(TO BE DONE):
Tally the lines in the data below that contain the string "each" (case-sensitive), and reply with the number alone.
::: ROWS :::
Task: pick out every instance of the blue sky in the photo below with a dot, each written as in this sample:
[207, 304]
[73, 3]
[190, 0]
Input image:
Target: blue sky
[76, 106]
:::
::: ROWS :::
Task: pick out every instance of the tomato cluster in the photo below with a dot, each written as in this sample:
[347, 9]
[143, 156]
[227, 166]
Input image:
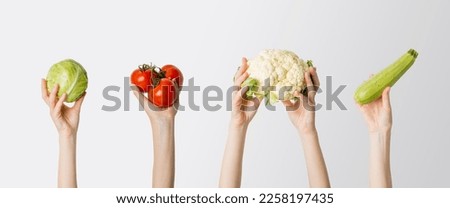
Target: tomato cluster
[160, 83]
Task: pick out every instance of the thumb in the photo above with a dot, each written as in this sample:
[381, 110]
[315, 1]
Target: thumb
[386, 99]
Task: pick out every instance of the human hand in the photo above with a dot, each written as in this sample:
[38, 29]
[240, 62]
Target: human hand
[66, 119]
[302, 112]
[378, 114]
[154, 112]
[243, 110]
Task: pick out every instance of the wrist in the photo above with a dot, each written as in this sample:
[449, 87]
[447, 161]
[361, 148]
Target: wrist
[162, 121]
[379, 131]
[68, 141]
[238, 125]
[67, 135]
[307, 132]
:::
(ANSWER TO THE EXERCISE):
5